> [OBJECTIVE] Transcribe the records below exactly as they appear.

(Coordinate annotation entries)
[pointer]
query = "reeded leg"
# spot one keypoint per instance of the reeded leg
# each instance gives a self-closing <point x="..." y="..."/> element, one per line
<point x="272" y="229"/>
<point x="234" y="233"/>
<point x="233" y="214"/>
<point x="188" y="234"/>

> [EXERCISE SOLUTION]
[pointer]
query = "reeded leg"
# spot one keypoint per instance of the reeded leg
# each instance gives a self-closing <point x="..." y="..."/> element, one per line
<point x="272" y="229"/>
<point x="234" y="233"/>
<point x="233" y="214"/>
<point x="188" y="234"/>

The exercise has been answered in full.